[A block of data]
[BEGIN]

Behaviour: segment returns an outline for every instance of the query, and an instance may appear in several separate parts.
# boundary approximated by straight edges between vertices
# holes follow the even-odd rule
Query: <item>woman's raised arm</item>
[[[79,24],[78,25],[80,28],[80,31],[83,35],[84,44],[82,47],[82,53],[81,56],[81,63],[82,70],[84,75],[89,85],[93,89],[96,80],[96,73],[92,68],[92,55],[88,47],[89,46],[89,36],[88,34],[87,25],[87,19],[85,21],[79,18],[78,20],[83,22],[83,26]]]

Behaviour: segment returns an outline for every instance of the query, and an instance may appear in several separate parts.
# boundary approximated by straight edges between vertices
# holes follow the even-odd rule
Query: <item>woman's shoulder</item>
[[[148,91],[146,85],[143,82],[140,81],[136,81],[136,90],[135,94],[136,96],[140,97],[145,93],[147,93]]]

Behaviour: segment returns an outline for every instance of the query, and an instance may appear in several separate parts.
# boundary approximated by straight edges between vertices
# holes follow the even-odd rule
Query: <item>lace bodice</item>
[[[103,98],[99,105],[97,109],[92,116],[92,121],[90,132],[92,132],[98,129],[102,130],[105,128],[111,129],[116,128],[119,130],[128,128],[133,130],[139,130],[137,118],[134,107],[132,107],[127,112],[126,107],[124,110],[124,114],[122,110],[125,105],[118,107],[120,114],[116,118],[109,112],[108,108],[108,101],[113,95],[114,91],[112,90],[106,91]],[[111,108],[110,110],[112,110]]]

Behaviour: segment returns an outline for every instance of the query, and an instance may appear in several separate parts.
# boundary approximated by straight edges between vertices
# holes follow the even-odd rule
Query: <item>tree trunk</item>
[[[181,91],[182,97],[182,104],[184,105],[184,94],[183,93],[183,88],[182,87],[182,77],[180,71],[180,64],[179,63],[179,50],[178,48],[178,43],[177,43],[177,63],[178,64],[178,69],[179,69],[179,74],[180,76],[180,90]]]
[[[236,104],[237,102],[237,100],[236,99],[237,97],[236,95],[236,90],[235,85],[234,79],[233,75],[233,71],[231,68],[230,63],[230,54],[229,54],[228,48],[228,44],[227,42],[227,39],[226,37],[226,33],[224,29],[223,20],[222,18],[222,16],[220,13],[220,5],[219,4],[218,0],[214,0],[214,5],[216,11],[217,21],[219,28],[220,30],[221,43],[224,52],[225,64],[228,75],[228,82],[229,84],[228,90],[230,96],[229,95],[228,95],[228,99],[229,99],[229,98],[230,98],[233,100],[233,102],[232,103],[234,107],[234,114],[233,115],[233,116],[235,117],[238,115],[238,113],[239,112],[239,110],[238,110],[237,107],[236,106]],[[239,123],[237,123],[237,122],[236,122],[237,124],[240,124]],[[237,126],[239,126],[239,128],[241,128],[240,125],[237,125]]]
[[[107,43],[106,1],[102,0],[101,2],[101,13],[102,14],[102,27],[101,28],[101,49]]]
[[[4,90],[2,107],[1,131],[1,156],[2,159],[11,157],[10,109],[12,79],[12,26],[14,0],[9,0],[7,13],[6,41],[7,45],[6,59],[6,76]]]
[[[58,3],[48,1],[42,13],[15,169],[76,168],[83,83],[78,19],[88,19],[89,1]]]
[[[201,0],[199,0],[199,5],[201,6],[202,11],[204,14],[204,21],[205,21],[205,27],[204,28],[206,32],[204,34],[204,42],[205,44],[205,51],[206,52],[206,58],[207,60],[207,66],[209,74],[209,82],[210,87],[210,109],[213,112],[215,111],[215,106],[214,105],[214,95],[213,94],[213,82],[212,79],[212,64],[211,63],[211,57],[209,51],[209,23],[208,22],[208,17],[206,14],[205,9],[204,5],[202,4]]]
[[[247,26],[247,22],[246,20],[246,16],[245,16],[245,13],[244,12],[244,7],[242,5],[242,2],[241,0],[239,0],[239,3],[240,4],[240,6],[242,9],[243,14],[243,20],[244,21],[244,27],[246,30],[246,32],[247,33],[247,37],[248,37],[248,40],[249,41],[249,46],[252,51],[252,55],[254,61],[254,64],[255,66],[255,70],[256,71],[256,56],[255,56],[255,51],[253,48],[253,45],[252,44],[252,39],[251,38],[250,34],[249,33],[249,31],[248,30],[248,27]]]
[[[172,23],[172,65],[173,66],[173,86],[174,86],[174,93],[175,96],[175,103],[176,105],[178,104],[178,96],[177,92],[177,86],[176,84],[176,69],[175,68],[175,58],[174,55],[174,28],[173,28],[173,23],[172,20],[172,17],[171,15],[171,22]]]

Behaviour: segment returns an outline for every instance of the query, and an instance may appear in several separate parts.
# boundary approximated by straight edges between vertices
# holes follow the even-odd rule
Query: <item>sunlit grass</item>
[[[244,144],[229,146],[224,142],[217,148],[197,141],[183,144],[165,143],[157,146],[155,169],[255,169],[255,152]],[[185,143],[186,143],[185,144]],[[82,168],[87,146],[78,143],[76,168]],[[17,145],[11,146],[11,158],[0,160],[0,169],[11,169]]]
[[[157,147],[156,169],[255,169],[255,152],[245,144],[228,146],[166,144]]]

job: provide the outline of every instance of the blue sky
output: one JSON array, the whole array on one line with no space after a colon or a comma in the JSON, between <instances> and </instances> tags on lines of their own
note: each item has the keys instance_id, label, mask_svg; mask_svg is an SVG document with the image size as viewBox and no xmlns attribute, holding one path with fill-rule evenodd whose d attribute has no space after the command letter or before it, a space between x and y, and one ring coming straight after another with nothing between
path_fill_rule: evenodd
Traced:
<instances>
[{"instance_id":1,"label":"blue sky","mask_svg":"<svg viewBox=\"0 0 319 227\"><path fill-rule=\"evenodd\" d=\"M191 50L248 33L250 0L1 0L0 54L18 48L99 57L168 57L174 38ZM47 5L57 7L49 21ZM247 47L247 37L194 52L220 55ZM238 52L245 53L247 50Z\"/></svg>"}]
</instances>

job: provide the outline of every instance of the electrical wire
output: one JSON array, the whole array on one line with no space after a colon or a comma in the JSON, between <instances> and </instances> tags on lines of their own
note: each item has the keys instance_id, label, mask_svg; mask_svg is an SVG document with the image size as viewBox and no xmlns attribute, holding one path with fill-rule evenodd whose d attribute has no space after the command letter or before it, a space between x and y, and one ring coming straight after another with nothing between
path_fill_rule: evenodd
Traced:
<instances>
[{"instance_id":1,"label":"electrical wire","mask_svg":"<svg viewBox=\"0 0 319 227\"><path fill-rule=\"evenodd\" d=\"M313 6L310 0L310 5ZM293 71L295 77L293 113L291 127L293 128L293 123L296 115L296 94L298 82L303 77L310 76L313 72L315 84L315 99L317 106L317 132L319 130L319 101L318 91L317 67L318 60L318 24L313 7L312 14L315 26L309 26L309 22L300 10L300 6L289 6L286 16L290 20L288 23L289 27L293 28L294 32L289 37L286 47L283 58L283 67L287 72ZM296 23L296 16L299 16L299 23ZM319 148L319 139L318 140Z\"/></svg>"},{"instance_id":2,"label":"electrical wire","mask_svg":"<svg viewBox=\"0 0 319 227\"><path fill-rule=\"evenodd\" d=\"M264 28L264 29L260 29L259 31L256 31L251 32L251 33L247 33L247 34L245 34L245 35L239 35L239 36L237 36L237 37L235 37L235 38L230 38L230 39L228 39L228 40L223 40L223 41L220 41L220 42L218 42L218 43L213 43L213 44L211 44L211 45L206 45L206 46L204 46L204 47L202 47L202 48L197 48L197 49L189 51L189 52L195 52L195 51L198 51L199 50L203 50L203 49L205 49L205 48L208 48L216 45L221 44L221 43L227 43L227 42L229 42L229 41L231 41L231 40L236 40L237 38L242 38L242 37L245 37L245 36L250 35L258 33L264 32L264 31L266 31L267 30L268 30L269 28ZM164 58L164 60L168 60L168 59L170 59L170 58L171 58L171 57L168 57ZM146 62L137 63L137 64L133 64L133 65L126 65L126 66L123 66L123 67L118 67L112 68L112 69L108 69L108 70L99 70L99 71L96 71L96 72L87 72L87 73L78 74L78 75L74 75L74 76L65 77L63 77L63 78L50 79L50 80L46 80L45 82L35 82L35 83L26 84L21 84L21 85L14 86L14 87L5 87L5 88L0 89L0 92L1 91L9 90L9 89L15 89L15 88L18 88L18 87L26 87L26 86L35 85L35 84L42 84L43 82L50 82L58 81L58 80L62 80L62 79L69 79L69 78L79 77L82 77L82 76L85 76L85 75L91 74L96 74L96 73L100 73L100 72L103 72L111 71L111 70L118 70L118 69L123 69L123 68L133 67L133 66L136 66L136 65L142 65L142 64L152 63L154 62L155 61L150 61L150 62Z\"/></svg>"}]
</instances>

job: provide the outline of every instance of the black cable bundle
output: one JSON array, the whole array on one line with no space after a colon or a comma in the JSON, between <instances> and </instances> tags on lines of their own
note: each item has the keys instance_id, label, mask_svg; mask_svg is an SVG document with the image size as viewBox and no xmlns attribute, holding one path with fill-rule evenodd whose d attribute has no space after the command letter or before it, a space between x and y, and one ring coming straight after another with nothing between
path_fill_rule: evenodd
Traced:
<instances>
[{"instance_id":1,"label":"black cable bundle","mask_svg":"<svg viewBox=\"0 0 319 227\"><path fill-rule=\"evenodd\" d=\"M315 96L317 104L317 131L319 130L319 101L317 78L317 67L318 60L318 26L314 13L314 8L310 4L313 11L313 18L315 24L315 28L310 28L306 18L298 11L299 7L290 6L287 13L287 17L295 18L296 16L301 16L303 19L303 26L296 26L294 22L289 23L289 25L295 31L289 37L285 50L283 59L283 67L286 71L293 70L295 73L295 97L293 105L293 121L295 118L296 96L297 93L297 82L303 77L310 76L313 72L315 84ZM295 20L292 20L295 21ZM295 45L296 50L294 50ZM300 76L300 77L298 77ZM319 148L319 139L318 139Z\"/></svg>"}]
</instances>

[END]

**What needs to be done:**
Please pick out each line in the rows above that contains the word "woman", and copy those lines.

**Task result:**
Query: <item>woman's raised arm</item>
Query: <item>woman's shoulder</item>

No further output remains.